== ROWS ==
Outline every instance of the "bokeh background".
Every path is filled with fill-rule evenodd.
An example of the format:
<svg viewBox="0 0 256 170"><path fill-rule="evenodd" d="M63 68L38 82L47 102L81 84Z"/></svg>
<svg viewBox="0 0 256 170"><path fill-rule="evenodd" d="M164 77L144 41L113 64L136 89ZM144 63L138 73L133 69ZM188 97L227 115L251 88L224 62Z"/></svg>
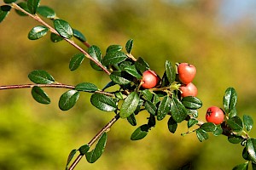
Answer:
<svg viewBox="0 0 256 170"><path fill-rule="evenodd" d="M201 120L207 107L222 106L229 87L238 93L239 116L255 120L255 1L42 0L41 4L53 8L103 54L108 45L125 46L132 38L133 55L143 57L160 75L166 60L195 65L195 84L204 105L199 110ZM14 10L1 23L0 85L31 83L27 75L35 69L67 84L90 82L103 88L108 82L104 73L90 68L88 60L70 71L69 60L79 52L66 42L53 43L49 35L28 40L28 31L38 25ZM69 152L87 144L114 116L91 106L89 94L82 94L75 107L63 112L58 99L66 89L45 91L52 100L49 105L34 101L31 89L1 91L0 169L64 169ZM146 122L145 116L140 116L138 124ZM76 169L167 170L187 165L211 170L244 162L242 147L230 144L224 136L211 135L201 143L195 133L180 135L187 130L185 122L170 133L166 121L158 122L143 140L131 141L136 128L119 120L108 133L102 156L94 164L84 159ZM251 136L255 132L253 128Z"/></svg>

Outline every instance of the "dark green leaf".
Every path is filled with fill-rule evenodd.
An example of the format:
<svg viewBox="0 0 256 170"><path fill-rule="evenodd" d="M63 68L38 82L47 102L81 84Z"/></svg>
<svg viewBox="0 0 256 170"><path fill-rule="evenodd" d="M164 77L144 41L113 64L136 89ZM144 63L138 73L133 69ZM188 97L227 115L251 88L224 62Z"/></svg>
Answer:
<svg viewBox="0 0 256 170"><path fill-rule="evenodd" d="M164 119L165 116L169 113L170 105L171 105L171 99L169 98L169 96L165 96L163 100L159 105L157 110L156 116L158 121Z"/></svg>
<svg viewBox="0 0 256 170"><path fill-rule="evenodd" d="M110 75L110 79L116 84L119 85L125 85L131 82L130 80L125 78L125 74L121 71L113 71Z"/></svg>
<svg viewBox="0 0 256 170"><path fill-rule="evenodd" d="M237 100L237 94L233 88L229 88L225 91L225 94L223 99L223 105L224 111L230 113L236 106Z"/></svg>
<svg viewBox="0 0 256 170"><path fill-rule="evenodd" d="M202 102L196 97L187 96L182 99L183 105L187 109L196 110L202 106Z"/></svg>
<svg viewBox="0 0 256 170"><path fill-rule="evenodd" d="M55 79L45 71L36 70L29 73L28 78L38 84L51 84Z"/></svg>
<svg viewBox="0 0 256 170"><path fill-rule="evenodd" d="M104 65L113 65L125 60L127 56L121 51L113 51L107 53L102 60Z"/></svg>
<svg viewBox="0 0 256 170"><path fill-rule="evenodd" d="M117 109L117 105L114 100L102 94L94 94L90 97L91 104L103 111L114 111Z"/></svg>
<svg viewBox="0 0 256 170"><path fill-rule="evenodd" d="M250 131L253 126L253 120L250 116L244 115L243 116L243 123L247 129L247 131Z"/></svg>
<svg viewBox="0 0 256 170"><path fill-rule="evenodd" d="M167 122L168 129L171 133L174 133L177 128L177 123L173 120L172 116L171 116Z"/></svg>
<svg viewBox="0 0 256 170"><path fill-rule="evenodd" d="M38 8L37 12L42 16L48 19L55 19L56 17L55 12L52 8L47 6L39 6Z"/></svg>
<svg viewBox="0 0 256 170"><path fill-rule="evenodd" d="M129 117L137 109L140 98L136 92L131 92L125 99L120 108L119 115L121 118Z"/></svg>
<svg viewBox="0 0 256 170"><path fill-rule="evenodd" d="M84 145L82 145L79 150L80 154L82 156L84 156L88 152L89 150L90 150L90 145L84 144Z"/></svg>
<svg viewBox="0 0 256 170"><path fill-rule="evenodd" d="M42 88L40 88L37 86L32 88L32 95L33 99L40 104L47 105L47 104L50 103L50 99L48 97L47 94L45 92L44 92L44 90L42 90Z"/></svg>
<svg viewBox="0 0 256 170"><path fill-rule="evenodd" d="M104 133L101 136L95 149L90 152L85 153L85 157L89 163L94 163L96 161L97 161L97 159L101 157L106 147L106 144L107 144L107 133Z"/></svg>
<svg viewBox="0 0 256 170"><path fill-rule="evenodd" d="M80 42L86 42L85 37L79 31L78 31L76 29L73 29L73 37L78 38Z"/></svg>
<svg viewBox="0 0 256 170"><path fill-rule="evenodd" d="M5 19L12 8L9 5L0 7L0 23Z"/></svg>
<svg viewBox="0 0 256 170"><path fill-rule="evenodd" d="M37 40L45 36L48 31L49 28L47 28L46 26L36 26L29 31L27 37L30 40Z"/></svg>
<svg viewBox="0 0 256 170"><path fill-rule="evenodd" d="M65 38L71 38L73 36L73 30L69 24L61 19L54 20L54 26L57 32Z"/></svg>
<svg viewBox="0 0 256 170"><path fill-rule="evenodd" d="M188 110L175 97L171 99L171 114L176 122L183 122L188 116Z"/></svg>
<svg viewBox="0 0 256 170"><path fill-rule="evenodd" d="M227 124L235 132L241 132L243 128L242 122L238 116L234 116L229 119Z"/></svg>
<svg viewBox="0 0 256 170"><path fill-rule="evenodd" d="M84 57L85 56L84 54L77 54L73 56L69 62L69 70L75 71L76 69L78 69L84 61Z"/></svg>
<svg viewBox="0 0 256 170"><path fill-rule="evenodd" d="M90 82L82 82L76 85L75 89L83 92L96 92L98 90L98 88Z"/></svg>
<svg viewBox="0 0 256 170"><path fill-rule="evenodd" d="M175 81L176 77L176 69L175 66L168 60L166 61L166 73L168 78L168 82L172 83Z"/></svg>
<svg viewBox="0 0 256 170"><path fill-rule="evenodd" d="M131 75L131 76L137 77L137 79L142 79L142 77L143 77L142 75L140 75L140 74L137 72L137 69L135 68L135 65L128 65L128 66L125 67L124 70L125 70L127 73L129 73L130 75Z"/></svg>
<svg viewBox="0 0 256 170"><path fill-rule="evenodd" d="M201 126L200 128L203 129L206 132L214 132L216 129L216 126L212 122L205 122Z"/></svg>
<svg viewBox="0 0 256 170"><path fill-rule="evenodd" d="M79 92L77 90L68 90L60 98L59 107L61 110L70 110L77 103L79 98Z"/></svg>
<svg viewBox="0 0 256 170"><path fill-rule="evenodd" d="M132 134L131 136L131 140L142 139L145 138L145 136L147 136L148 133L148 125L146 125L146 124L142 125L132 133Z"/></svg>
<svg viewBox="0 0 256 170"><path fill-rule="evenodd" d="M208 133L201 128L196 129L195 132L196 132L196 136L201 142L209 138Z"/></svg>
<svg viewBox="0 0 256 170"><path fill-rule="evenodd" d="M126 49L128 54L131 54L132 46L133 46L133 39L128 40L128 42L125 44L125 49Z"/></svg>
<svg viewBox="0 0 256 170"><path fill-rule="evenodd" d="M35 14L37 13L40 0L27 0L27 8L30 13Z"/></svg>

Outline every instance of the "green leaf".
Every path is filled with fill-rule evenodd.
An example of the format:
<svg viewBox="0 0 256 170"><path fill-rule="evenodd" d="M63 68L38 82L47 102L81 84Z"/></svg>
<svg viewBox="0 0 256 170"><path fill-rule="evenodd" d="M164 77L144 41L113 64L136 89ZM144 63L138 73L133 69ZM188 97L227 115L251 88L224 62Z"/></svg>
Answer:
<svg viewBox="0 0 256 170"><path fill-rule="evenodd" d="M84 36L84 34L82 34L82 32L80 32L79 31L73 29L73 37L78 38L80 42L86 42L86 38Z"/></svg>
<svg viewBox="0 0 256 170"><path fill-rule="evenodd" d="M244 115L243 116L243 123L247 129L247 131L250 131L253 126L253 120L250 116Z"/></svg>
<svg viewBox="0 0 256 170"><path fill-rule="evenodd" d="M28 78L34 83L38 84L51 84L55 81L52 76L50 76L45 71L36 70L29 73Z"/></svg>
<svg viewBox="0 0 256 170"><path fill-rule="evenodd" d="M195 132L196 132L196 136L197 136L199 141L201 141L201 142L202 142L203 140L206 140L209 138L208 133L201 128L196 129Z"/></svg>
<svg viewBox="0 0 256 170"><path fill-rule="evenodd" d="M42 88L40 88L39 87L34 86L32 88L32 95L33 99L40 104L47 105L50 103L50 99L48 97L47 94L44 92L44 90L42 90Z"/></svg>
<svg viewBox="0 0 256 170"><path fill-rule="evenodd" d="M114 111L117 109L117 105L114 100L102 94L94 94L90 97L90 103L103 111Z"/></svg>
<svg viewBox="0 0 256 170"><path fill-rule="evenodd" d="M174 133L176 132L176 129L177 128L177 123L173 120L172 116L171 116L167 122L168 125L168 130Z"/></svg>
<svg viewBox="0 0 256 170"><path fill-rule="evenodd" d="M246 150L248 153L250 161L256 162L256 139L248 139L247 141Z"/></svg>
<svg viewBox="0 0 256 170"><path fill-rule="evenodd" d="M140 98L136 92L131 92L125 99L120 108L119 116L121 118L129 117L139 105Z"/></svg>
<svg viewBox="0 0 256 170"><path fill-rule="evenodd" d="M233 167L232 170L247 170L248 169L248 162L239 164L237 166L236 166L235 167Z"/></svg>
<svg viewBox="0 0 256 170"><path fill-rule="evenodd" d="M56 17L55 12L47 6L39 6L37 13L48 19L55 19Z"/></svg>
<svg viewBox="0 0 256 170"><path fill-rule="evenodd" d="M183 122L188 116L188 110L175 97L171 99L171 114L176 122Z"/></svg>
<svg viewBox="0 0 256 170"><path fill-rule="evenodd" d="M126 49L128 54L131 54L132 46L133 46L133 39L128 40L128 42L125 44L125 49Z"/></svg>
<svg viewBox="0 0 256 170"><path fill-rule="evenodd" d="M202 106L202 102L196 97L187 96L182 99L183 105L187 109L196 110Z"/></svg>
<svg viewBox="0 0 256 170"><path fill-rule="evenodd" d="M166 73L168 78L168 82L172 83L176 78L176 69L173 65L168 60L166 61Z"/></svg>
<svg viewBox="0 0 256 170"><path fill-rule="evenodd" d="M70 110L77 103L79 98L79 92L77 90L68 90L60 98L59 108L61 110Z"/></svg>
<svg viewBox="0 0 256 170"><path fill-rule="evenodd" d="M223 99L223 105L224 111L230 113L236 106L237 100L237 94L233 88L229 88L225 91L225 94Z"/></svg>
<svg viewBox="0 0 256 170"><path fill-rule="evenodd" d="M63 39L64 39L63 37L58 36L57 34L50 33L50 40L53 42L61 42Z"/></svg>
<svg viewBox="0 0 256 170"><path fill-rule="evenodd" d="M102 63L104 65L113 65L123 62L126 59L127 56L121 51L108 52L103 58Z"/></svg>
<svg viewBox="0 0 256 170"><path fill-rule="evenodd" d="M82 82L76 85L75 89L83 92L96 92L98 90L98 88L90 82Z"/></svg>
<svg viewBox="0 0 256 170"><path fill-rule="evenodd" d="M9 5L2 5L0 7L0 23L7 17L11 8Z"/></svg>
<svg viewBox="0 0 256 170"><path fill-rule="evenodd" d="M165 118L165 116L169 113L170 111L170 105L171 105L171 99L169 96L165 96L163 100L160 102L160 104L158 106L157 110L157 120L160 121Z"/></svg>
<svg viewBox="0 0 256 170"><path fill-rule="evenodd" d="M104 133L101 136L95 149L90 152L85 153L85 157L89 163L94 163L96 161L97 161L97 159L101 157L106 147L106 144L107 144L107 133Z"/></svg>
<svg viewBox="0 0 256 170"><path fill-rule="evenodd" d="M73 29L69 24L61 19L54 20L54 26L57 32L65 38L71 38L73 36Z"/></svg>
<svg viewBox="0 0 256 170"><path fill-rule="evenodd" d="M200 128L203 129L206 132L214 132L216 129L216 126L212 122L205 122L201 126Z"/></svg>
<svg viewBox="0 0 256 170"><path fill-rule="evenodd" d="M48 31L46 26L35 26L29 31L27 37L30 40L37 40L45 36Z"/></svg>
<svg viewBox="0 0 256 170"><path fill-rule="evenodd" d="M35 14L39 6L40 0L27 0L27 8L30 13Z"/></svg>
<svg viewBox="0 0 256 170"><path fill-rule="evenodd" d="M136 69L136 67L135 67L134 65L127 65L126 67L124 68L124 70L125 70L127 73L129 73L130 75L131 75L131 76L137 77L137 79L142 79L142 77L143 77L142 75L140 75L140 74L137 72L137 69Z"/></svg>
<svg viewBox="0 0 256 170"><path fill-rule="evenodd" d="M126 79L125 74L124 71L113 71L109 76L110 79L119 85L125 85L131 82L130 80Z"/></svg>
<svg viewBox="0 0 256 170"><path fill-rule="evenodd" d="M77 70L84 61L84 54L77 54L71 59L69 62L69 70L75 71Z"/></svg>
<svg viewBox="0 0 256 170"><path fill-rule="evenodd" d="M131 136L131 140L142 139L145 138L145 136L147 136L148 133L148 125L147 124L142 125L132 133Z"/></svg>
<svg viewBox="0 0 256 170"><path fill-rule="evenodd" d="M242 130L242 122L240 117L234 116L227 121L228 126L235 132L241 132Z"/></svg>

--

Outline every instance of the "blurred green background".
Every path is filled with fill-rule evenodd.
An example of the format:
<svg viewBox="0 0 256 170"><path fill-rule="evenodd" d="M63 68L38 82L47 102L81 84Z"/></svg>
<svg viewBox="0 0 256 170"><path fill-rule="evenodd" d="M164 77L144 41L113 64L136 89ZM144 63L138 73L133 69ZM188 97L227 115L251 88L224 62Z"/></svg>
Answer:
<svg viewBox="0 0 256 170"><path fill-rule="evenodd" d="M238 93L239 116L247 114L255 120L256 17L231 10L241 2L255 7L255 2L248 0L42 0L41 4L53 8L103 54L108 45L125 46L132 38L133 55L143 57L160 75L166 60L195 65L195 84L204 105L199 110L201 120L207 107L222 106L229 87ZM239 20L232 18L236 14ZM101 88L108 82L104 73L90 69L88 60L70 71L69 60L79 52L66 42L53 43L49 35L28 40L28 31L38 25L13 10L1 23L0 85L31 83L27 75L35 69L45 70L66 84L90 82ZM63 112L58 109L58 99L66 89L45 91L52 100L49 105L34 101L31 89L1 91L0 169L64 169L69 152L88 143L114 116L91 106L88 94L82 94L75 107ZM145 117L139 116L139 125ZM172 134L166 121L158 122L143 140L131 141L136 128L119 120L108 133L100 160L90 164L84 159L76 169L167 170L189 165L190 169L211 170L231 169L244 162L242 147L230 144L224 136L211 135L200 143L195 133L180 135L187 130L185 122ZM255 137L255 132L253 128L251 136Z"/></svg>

== WHAT TO PRODUCE ==
Identify every line of the records that contains the word "instance" and copy each one out in full.

== TASK SOLUTION ==
Outline every instance of the "bokeh background".
Outline every instance of the "dark green leaf".
Outline every instance of the "green leaf".
Outline every instance of the "blurred green background".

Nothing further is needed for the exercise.